Someone once told me that they have seen someone pull their small nuts in the thin seam above the first fixed pin and below the next fixed pin on the first pitch of Iron Horse. This would mean high probability for a ground fall. If that 2nd pin is now gone, I think it could make for a pretty scary aid climb. I remember being pretty happy when I clipped that second pin last year. Is this the same pin below the ringing flake that you guys are talking about?

 

That first pitch 5.9 pitch of Narrow Arrow is fun to lead on aid, especially the traverse from the two bolts on the slab when you're a shorty like me. The only mandatory free climbing on it is to get to the first ledge about 12 feet off the deck which was really interesting when it was all slimy. grin.gif maybe you could use hooks on the little ledges, but it only felt like a v1 boulder problem with boots on. Probably one of the funnest pitches I did last year.

= = = = = = =

__Directive a__
Can you reproduce every line of the records below, keeping each one identical to the original?

__Available data__
= = = = = = =

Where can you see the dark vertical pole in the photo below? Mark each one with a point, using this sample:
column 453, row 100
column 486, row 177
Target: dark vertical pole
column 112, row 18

= = = = = = =

__Directive b__
Could you write out the stretch of the climbing post from "That first pitch" through "did last year.", word for word?

__Correct output a__
Where can you see the dark vertical pole in the photo below? Mark each one with a point, using this sample:
column 453, row 100
column 486, row 177
Target: dark vertical pole
column 112, row 18

__Correct output b__
That first pitch 5.9 pitch of Narrow Arrow is fun to lead on aid, especially the traverse from the two bolts on the slab when you're a shorty like me. The only mandatory free climbing on it is to get to the first ledge about 12 feet off the deck which was really interesting when it was all slimy. grin.gif maybe you could use hooks on the little ledges, but it only felt like a v1 boulder problem with boots on. Probably one of the funnest pitches I did last year.